» **Reading text**:
Castletownroche railway station opened on 1 May 1861, but finally closed on 27 March 1967.
This railway station is close to Killavullen and served both villages.

==Townlands==
The 1826 Tithe Applotment for the civil parish of Castletownroche (Diocese of Cloyne) lists the following townlands:
| *Ardkillihien (Ard Coilchín now Naglesborough) *Ballyveelick (Baile Uilleac) *Castletown *Gurraneachoel (Garrán an Cheoil) *Lisnagourneen (Lios na gCuirníneach or Lisnagoorneen) | *Loughrowane (Loch an Ruáin now Lougharuane) *Parkacunna (Páirc an Chonnaidh) *Rathacarthen (Ráth na Ceártan now Rathnacarton) *Skenakilly (Sceach na Cille now Skenakilla) *Scrarour (An Scraith Ramhar) |

==People==

- James Deane, professional drift driver and Formula D champion.
- Thomas Hunter, participant in the Easter Rising and TD in First Dáil, was born in Castletownroche.
- Thomas P. Keenan, songwriter and composer, is buried in this village. According to Fáilte Ireland, his song "The Old Rustic Bridge by the Mill" takes its name from a structure near a mill in Castletownroche.
- Jonjo O'Neill, former race horse jockey and horse trainer, is a native of Castletownroache.
- Richard John Uniacke, lawyer, politician, and Attorney General of Nova Scotia, was born in Castletownroche.

» **Data supplied**:
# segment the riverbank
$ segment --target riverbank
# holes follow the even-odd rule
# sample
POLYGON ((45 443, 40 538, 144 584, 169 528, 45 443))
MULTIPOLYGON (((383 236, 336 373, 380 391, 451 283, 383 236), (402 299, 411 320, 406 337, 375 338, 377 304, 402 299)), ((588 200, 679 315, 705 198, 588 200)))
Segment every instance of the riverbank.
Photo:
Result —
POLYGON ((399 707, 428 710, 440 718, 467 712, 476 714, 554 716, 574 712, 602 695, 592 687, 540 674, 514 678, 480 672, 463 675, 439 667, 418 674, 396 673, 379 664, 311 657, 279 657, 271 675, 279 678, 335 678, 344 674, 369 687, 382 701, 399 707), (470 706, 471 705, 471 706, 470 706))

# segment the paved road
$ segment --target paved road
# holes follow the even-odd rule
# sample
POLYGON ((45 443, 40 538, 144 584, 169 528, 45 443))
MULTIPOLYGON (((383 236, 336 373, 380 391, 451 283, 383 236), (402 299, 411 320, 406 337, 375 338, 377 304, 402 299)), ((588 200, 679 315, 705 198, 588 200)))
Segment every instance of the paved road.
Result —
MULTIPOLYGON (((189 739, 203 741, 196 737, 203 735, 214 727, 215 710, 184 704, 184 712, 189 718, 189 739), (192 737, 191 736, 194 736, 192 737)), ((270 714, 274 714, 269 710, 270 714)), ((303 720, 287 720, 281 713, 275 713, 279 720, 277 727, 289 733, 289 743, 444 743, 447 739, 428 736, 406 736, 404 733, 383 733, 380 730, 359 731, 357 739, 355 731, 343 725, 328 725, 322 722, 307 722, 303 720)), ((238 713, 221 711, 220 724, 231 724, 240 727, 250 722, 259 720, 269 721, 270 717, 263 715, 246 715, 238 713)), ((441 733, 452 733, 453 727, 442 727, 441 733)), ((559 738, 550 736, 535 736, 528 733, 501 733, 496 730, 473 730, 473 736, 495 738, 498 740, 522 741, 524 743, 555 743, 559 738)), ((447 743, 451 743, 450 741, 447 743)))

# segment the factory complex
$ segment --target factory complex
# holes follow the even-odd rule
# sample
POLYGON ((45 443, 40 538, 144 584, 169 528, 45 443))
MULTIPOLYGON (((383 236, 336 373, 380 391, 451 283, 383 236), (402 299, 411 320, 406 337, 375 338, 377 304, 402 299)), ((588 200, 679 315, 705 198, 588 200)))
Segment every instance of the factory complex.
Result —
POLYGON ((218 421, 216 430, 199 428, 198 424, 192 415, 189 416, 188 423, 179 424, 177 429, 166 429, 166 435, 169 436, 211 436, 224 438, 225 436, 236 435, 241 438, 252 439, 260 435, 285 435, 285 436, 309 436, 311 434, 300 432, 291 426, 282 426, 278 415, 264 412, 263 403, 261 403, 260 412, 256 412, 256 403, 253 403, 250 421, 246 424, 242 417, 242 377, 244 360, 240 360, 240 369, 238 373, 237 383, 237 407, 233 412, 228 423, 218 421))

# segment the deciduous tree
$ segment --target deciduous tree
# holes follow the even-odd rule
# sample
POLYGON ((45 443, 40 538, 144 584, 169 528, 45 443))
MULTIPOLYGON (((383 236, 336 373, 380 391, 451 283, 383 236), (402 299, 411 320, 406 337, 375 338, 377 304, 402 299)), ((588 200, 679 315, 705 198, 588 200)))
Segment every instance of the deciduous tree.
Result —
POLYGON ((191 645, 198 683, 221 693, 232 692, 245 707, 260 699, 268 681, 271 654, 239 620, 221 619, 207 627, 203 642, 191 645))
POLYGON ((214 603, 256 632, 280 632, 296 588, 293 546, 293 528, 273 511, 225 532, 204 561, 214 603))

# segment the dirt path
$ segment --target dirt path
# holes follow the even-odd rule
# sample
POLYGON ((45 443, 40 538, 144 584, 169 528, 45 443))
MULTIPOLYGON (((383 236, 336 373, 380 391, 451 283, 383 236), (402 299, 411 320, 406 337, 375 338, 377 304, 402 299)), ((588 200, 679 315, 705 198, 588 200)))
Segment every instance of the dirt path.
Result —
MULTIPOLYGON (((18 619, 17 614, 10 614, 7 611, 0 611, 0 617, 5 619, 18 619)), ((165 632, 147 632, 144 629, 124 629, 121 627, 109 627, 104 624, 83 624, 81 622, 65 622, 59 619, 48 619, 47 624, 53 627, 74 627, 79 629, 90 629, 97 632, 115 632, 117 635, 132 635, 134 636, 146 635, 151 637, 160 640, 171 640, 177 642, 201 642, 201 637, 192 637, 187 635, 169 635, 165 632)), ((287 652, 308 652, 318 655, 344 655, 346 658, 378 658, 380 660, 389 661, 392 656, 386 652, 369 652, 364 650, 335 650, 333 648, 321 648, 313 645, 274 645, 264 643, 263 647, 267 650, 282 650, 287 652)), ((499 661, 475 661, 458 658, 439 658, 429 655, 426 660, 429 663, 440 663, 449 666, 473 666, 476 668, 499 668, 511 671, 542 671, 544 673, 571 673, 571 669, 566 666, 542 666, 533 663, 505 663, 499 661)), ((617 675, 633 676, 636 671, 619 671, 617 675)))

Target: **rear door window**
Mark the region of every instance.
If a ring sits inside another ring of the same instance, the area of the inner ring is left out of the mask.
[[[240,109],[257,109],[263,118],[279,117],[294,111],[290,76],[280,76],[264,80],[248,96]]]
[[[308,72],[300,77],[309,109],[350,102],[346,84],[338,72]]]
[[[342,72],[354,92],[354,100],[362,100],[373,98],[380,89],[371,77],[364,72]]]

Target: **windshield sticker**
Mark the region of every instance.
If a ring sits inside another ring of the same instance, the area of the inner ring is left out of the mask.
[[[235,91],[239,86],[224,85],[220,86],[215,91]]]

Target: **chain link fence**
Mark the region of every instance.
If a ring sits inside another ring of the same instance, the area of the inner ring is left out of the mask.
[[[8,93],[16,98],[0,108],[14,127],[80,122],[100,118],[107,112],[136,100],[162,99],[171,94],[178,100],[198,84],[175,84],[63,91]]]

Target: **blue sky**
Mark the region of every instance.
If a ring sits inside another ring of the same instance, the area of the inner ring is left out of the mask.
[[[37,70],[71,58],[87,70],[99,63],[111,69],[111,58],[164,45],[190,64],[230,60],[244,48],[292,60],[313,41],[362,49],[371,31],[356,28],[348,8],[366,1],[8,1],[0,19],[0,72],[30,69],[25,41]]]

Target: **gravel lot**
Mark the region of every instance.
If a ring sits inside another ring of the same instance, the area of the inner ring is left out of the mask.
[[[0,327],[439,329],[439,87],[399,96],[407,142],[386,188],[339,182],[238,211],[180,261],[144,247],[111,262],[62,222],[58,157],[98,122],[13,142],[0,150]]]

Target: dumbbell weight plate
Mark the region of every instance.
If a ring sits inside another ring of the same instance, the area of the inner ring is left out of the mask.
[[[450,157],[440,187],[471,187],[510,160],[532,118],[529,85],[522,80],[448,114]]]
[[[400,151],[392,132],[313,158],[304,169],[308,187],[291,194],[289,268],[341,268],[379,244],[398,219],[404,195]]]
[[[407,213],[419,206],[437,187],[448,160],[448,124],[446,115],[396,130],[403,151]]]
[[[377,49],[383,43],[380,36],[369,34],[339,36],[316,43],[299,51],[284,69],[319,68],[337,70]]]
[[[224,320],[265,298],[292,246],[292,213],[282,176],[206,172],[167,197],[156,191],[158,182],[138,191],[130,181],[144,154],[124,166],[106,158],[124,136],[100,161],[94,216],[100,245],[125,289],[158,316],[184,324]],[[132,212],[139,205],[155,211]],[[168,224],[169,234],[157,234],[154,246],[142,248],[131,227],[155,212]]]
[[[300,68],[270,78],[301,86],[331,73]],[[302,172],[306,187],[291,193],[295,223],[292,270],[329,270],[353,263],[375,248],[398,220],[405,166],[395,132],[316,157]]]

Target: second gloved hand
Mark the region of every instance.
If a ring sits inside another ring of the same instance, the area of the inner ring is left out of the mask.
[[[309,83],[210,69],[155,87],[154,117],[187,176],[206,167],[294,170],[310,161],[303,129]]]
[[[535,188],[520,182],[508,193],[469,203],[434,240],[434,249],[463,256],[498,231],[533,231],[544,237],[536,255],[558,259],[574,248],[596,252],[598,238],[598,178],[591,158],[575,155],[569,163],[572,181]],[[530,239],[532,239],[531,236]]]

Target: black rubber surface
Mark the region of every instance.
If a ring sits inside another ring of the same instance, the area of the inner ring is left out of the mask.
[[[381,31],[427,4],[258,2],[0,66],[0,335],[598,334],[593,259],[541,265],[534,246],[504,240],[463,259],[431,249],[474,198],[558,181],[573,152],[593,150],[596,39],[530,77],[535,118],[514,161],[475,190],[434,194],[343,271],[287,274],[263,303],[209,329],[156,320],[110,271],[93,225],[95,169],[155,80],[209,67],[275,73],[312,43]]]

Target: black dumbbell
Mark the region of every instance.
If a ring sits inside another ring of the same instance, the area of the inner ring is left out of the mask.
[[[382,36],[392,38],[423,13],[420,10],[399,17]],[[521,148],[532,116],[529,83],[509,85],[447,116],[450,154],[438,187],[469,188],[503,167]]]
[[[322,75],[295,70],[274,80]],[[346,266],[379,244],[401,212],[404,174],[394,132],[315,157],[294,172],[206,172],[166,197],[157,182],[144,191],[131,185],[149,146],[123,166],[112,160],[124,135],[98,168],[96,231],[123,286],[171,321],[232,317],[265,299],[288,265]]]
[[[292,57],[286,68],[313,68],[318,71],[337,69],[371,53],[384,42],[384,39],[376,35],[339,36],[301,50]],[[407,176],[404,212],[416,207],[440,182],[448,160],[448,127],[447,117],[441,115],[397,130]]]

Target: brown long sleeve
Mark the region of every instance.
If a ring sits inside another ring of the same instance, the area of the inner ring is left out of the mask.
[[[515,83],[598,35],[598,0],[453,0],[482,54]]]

* * *

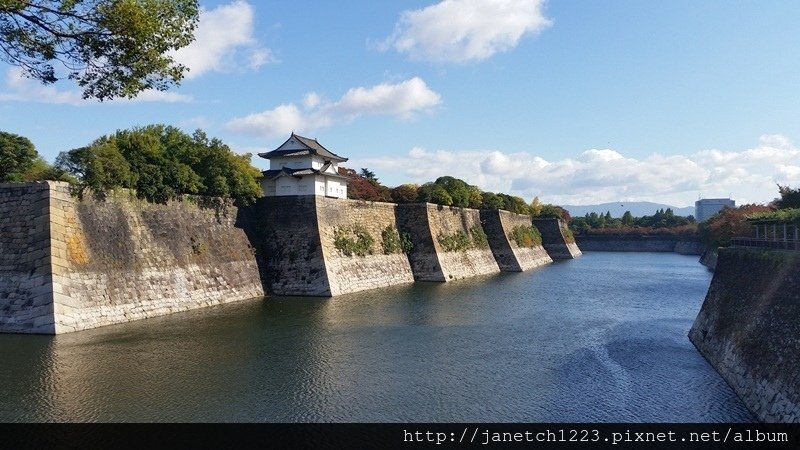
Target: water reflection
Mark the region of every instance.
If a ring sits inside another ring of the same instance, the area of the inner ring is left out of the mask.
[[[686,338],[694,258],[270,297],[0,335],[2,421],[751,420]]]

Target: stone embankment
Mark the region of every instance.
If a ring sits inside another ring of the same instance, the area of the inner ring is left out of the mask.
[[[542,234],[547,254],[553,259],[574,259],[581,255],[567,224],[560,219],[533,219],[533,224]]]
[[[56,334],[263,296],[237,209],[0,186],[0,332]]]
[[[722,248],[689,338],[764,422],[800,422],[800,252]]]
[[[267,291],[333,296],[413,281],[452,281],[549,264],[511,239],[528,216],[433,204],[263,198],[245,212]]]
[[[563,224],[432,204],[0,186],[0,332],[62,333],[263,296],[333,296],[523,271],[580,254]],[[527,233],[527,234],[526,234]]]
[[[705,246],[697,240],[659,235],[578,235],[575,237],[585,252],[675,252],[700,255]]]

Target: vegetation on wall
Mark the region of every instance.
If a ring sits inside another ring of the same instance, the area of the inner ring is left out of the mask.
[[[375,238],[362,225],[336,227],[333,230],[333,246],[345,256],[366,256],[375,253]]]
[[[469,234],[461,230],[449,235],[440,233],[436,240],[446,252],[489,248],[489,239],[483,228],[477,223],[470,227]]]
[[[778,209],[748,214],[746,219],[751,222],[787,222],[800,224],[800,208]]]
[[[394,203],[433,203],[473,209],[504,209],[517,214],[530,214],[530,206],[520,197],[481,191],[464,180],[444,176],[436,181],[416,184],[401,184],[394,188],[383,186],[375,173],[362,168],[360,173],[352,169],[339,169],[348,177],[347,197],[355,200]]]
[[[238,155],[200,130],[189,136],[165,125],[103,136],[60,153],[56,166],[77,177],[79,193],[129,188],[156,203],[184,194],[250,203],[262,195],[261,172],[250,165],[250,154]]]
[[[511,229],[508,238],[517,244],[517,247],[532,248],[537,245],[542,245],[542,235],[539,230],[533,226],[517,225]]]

» **What the exercise asks**:
Reproduce the part of the text about Castletownroche starting with "Castletownroche railway station" and going on through "served both villages.", renaming "railway station" as "train station" wherever it appears. Work only from the text about Castletownroche, not from the material.

» **Problem solution**:
Castletownroche train station opened on 1 May 1861, but finally closed on 27 March 1967.
This train station is close to Killavullen and served both villages.